● WORK ORDER:
According to the Gaza fighting report below, near which Jewish settlement did the fighting erupt?

● EXCERPTED TEXT:
◆ ◆ ◆

At least five of the dead were armed men, including four from the Islamic Jihad group, and three were believed to be bystanders, a hospital official said.

The fighting erupted near the Jewish settlement of Netzarim, in the heart of the teeming Gaza Strip.

The army said militants fired anti-tank missiles and set off a bomb, prompting the troops to fire back. Two Palestinians were killed in the incident, said Dr. Moawia Hassanain, a Palestinian hospital official.

Later, the army entered a Gaza City neighborhood near Netzarim, and a fierce battle flared between troops and gunmen. At least six other Palestinians were killed, and several were wounded, Hassanain said.

As two Israeli tanks rumbled slowly along one road, a rocket-propelled grenade whizzed just a few yards in front of the two vehicles, leaving a streak of white smoke. The tanks swiveled their barrels and fired machine guns.

The fighting came as U.S. envoys John Wolf and David Satterfield met with Palestinian Prime Minister Ahmed Qureia. The envoys, who were to meet Israeli officials as well, are trying to revive stalled peace negotiations.

Qureia said the American officials also demanded that he soon meet with Israeli Prime Minister Ariel Sharon. Qureia has balked at a summit with the Israeli leader until he gets assurances that it will produce results.

"We told them, 'OK, help in the preparation for the meeting,"' Qureia told reporters. "We are not against it. If there is a successful meeting, a meeting with good indications for our people, we are ready."

◆ ◆ ◆

● PROVIDED DATA:

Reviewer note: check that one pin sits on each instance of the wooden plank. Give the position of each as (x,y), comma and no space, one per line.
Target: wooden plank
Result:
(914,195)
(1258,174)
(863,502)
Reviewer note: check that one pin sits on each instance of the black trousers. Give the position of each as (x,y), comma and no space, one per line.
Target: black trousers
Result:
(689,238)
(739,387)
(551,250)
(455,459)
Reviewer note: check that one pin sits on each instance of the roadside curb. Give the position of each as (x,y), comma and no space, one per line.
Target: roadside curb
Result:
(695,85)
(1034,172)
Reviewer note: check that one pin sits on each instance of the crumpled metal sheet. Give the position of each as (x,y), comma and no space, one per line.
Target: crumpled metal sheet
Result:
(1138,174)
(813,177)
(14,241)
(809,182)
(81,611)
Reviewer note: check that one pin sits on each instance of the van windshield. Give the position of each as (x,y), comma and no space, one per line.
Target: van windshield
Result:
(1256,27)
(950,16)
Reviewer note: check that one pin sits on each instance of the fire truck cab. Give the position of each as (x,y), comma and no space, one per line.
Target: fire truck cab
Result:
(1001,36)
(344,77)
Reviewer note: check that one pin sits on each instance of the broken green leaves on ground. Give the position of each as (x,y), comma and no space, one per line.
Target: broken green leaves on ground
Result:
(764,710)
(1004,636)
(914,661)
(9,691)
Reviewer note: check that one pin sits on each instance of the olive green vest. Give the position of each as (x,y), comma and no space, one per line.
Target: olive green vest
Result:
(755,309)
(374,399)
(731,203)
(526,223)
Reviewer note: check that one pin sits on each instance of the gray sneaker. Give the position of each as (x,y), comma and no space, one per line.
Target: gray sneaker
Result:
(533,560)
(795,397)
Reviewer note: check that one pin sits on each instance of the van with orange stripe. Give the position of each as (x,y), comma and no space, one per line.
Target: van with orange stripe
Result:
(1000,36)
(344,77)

◆ ◆ ◆

● ANSWER TO THE EXERCISE:
Netzarim, in the heart of the Gaza Strip.